=== Requirement ===
Find the line containing "box: [843, 573, 1034, 989]" in the records below. Copy exactly that line and each one after it, ending at the line containing "681L942 757L959 764L1023", and nothing more.

(Stored data)
-=-=-

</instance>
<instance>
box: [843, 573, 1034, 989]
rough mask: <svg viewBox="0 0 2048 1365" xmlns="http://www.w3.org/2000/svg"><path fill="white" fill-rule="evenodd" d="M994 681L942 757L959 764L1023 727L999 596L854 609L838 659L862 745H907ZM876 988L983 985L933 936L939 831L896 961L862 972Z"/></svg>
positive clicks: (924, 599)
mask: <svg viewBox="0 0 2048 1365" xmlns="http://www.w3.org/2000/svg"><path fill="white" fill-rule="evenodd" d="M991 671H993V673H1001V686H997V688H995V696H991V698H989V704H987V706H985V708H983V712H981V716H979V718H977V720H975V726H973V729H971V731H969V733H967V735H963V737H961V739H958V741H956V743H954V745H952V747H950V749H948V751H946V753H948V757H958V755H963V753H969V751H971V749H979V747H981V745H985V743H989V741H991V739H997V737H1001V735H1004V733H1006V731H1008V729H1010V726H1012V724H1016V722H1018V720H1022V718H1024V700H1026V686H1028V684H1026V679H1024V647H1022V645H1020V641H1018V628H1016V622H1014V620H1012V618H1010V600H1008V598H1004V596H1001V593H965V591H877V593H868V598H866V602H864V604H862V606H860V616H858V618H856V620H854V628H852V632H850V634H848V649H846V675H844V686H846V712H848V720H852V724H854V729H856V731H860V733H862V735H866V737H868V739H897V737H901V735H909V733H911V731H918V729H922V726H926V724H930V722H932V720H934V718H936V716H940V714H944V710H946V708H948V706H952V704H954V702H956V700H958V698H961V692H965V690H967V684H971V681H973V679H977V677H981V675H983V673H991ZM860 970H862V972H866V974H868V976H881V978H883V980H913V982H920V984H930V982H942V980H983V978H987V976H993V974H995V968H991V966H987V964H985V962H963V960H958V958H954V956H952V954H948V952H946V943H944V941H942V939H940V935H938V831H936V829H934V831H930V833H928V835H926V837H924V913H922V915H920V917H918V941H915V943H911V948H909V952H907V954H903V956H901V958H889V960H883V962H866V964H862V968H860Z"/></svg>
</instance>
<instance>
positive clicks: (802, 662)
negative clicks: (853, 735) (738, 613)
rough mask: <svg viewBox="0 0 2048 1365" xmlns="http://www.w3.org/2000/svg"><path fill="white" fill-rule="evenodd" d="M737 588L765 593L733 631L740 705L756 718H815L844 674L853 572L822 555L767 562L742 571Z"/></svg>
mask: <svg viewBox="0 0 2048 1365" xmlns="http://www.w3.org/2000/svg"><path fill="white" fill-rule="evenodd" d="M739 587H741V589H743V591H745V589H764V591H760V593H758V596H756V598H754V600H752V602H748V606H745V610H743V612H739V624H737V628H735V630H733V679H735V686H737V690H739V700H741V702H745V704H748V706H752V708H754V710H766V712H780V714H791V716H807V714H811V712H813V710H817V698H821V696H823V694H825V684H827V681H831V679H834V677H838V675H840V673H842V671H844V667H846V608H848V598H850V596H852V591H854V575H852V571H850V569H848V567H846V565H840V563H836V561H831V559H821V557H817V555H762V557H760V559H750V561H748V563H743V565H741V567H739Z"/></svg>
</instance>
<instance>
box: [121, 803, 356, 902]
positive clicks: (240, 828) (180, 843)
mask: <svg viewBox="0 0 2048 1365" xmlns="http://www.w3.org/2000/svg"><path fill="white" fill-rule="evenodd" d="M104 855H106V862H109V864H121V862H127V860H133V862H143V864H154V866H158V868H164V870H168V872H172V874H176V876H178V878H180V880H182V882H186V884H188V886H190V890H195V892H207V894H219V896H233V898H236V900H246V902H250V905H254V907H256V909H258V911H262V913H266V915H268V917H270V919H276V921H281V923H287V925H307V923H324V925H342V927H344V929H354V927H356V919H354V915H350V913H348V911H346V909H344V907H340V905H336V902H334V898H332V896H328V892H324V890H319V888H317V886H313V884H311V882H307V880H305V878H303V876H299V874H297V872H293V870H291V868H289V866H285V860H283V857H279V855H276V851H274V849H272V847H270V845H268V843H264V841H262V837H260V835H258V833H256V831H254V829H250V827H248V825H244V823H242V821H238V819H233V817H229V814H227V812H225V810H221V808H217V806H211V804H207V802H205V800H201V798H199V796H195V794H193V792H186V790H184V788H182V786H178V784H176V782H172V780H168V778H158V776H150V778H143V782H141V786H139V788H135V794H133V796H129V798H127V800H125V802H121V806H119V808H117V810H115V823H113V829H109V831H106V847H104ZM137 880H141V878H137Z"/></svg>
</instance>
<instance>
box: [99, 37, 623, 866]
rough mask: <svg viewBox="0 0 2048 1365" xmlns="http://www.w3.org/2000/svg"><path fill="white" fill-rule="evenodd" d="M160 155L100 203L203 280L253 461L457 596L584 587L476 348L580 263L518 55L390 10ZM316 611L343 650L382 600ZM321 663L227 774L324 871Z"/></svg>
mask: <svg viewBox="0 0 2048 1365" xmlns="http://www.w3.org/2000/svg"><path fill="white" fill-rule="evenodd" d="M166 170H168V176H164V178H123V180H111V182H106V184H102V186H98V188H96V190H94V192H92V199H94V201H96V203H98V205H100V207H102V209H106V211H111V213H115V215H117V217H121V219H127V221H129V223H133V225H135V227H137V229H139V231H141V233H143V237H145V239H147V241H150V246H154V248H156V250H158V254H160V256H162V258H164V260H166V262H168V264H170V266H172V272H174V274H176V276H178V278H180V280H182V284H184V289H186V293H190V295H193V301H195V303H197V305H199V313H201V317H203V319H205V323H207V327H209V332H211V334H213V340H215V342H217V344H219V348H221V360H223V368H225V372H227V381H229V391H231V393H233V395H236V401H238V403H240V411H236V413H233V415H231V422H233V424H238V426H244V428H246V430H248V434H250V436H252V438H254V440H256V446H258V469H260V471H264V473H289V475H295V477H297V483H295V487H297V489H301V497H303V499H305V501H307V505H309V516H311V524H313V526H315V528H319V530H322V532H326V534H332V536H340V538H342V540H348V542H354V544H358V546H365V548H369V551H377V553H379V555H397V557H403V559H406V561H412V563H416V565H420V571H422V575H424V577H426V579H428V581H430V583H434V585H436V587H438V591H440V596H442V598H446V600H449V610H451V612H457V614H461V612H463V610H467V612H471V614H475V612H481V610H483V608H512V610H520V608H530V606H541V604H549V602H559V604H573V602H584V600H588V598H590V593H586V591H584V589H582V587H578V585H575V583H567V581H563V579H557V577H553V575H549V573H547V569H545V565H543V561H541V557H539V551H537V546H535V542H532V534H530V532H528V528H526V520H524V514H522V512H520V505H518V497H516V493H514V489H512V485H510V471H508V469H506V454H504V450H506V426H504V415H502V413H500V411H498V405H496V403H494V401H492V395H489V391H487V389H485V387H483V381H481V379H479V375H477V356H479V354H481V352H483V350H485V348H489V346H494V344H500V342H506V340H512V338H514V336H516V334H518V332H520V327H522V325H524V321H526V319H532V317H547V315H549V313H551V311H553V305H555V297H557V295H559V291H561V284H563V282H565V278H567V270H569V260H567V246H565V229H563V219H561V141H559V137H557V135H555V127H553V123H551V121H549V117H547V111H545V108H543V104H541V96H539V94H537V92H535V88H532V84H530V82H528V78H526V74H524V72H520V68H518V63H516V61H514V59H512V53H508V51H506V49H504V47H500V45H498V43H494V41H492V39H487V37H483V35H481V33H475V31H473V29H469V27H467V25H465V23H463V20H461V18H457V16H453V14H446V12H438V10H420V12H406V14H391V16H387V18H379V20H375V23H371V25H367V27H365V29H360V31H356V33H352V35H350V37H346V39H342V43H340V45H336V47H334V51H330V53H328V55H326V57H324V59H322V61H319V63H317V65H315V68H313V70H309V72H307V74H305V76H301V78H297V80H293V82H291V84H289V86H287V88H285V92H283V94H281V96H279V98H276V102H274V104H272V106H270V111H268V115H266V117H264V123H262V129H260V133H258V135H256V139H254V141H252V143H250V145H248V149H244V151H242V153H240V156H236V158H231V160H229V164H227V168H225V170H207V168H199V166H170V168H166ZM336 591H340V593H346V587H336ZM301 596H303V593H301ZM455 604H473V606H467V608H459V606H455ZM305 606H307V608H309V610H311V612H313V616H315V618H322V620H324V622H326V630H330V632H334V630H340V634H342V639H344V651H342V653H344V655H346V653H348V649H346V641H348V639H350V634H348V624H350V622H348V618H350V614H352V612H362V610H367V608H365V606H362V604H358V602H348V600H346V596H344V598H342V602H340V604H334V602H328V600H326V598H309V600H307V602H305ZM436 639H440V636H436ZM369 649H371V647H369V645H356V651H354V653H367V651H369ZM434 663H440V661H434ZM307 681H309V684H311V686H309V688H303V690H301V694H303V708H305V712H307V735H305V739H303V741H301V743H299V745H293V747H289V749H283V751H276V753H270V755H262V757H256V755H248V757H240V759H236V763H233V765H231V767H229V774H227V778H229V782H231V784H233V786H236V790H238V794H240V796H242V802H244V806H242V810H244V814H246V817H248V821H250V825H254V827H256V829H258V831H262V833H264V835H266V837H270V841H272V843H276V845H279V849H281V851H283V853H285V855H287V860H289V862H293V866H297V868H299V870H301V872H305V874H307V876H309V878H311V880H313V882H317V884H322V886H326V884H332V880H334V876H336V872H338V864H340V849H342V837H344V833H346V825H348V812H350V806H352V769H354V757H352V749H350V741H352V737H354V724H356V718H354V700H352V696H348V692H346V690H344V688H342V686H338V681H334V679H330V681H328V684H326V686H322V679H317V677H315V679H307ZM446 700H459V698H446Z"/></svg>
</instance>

-=-=-

=== Task solution ===
box: [843, 573, 1034, 989]
rough mask: <svg viewBox="0 0 2048 1365" xmlns="http://www.w3.org/2000/svg"><path fill="white" fill-rule="evenodd" d="M994 681L942 757L959 764L1023 727L999 596L854 609L838 659L862 745H907ZM876 988L983 985L933 936L939 831L896 961L862 972Z"/></svg>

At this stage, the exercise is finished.